● Source records:
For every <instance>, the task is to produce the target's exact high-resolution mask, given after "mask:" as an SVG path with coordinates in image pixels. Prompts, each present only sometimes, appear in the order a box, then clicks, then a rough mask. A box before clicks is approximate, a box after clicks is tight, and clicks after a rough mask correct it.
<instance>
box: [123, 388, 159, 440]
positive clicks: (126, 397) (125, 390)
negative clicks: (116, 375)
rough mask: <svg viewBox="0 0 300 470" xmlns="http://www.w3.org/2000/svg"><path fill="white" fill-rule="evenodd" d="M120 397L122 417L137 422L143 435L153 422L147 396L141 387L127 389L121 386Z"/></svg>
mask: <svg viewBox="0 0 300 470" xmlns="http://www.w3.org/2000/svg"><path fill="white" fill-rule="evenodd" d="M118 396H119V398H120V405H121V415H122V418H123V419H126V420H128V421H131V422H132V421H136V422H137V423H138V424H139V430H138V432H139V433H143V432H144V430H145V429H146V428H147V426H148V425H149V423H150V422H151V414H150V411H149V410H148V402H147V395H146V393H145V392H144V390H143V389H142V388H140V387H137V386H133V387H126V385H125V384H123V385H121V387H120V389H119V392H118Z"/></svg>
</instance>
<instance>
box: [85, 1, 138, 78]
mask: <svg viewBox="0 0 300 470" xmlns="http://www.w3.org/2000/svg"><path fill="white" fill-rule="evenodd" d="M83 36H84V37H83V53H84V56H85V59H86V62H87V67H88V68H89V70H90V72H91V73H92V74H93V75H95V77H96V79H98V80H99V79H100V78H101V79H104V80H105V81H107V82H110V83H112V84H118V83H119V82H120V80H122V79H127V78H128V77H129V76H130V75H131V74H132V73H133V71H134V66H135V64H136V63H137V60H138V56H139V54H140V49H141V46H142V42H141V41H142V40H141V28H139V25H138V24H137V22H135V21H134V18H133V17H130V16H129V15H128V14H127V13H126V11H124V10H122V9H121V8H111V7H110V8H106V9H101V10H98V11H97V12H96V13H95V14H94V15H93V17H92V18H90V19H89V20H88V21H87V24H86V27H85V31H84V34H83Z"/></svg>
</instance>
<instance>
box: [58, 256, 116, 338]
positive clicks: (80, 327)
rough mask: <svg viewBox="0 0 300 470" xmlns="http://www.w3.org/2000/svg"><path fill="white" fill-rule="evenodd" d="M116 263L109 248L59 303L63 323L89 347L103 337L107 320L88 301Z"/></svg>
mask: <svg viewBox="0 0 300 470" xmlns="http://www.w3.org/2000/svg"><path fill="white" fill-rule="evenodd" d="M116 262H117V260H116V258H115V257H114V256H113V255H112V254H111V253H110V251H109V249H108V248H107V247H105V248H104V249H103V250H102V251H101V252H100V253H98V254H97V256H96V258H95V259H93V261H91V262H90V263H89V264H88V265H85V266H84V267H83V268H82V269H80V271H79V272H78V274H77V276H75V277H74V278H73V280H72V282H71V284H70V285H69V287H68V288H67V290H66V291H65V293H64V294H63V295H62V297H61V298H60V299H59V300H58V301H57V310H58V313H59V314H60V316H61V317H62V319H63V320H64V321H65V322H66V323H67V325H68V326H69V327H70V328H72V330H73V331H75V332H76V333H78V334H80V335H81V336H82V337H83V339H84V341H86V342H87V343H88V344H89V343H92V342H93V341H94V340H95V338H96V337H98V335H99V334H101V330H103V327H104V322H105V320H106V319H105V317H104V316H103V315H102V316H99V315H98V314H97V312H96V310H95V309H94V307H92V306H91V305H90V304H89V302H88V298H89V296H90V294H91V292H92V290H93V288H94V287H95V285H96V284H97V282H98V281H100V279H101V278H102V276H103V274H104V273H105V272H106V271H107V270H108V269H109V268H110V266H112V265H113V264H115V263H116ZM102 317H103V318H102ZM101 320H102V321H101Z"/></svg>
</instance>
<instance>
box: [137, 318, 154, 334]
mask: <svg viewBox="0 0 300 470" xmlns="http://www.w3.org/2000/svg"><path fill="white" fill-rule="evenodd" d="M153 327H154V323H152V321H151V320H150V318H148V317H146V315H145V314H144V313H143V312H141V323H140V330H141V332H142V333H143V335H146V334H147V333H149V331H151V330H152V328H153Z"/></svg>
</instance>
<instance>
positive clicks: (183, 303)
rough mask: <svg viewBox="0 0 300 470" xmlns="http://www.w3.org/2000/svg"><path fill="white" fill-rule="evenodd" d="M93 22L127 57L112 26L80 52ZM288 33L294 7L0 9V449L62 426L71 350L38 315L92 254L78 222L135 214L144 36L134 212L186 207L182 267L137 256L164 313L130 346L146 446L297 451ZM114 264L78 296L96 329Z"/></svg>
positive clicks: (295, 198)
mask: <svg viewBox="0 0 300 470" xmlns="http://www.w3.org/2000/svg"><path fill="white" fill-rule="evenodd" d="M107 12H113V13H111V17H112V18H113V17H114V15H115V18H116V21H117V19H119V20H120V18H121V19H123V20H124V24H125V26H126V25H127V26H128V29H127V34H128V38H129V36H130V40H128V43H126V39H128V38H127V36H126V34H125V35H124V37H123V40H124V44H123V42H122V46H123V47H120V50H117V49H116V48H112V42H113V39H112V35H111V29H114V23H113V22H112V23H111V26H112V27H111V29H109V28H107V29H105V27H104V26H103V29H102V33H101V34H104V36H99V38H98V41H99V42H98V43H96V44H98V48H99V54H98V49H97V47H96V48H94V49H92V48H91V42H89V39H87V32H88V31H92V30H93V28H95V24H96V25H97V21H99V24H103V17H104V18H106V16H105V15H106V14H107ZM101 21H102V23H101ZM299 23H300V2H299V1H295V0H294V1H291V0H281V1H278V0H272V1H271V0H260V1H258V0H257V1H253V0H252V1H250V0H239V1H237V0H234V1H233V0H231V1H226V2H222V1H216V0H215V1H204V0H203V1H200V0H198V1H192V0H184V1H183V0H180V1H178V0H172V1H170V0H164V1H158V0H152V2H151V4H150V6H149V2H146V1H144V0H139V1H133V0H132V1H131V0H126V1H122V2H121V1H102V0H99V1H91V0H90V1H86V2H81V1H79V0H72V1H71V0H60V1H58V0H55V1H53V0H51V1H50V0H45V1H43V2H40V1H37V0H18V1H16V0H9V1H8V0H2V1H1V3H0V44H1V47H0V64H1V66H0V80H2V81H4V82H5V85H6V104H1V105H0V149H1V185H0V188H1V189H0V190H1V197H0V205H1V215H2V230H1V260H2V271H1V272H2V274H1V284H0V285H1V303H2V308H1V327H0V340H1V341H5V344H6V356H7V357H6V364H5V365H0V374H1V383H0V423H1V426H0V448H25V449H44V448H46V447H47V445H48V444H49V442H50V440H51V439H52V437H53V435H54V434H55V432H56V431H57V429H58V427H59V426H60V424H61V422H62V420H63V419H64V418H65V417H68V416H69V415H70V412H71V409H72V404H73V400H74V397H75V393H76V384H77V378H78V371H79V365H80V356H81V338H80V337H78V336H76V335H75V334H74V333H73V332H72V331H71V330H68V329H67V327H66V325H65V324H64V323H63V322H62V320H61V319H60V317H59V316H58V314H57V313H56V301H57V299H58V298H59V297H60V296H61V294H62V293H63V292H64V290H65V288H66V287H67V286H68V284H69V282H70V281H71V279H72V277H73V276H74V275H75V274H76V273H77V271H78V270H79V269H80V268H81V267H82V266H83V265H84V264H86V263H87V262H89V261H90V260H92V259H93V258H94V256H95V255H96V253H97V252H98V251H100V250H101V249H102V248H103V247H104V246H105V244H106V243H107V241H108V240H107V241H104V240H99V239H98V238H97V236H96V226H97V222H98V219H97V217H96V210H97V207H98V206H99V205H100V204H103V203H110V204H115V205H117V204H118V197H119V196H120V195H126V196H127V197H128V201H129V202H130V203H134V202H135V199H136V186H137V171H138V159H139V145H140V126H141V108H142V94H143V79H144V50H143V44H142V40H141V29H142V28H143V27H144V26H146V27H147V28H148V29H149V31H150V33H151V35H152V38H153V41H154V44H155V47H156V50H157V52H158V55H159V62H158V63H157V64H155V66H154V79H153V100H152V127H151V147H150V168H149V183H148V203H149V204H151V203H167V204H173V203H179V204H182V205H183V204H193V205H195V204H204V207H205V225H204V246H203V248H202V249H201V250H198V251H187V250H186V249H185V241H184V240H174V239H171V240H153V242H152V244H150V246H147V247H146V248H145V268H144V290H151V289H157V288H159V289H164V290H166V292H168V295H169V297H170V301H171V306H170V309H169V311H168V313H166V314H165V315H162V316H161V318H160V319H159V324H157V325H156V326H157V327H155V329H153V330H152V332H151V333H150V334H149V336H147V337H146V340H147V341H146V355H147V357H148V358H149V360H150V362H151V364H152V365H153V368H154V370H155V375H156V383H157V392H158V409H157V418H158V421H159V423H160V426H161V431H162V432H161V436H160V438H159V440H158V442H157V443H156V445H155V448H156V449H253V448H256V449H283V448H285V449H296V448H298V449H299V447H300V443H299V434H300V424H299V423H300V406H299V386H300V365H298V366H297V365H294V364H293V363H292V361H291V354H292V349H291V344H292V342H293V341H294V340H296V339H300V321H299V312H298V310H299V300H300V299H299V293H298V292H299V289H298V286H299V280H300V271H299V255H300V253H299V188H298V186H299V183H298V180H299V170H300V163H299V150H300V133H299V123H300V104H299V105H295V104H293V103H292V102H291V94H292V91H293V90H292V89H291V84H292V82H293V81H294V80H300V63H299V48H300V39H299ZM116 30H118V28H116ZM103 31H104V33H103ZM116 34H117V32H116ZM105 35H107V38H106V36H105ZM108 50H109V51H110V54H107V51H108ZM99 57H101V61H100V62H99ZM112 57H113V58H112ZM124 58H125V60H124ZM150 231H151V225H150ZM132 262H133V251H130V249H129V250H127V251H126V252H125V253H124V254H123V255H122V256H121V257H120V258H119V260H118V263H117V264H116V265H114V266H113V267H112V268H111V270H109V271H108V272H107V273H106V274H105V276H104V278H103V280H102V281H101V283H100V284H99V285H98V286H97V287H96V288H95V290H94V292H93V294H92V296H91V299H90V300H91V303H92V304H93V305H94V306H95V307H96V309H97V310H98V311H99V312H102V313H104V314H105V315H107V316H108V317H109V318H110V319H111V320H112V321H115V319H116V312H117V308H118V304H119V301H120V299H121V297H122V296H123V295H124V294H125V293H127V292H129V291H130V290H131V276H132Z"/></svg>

==

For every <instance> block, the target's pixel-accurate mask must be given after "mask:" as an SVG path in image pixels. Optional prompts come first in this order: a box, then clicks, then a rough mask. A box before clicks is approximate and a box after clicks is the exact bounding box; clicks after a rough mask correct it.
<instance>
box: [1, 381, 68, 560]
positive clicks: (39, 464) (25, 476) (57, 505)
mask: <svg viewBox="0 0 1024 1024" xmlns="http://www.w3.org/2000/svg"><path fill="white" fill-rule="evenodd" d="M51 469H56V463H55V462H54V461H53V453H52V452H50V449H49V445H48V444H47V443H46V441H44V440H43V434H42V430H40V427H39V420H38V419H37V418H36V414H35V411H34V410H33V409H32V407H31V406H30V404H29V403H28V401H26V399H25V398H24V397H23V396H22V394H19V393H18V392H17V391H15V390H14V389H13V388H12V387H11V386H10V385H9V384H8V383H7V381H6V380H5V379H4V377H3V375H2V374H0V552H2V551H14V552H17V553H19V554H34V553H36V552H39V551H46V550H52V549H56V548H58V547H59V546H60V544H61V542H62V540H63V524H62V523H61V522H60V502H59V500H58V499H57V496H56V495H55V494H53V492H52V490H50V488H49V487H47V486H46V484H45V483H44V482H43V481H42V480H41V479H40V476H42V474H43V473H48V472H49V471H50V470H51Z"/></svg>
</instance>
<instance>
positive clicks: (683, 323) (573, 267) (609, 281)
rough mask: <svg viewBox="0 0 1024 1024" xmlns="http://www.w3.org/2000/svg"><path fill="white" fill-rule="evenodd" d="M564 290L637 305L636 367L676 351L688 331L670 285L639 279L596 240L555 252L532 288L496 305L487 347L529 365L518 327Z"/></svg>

==

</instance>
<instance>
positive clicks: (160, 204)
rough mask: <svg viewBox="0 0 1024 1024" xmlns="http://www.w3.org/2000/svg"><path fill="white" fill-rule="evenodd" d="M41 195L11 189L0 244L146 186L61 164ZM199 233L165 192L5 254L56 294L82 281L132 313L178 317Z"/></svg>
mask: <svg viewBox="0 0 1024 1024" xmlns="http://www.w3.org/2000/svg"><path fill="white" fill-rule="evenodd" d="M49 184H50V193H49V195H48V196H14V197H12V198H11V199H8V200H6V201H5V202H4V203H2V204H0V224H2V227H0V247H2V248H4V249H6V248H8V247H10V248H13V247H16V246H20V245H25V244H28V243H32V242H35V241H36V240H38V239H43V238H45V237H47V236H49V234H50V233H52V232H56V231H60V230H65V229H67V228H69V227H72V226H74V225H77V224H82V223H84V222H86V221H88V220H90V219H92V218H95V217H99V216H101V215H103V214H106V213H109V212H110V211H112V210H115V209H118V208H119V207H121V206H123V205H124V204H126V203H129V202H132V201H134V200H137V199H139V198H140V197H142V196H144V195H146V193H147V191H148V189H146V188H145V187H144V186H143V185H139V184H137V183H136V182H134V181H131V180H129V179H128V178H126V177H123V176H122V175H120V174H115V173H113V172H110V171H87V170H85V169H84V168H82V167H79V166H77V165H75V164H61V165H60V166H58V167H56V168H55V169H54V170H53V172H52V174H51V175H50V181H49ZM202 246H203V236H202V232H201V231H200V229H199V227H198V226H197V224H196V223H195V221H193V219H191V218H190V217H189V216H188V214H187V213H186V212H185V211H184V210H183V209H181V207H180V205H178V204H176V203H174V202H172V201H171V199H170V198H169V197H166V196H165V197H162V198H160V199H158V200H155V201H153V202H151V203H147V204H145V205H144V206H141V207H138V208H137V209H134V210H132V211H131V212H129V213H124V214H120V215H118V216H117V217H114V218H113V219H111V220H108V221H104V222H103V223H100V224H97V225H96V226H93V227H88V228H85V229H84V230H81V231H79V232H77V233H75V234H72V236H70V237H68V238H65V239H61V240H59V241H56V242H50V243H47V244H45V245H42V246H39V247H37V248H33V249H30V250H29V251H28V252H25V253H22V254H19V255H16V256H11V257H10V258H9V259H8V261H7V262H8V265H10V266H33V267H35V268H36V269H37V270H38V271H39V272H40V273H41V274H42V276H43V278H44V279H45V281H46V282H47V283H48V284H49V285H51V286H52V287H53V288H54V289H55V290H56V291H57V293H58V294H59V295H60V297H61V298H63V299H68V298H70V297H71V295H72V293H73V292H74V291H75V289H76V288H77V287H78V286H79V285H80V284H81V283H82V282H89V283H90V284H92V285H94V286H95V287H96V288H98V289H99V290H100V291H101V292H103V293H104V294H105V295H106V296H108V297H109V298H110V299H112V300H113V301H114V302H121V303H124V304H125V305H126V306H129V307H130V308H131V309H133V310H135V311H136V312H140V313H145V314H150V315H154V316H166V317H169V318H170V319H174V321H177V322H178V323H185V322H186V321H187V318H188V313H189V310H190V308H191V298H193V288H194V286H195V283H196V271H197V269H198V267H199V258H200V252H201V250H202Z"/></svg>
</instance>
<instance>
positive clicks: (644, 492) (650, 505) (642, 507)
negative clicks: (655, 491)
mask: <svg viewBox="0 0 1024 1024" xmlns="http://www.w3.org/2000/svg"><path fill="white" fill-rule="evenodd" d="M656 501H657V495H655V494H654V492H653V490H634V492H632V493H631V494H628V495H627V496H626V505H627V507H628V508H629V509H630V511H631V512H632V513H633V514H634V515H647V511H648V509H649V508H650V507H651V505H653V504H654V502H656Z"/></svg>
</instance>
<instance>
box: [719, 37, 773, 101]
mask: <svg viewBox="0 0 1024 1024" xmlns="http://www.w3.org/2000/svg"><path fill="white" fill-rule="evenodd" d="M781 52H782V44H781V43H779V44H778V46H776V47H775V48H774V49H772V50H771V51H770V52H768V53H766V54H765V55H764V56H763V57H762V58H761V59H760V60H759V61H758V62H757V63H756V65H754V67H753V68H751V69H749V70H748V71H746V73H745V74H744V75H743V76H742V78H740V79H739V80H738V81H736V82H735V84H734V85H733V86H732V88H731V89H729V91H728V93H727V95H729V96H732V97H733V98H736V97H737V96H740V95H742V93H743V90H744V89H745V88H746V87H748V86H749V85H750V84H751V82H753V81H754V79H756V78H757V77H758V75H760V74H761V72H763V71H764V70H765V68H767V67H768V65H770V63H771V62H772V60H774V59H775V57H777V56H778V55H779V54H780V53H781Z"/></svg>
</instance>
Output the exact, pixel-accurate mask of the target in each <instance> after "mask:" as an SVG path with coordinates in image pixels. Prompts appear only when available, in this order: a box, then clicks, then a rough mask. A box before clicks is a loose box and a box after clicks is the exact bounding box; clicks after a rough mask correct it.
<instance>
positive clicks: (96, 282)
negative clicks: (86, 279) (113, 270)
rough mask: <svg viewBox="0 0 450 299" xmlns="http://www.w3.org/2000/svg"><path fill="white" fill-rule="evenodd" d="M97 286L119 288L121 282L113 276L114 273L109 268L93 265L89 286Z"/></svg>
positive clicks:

● The task:
What you give back should be only the lines of the records above, starting at the line with "For every <instance>, the" and ending at the line with "negative clicks: (116, 375)", restated word for word.

● Result of the task:
For every <instance>, the task is to produce the target's exact high-resolution mask, given after "mask:" as an SVG path with coordinates in image pixels. Prompts, each present only sometimes, appear in the order a box, then clicks, then a rough mask. A box before clicks is approximate, a box after clicks is tight, and clicks after a rough mask correct it.
<instance>
box: [123, 388, 159, 440]
positive clicks: (126, 397) (125, 390)
negative clicks: (116, 375)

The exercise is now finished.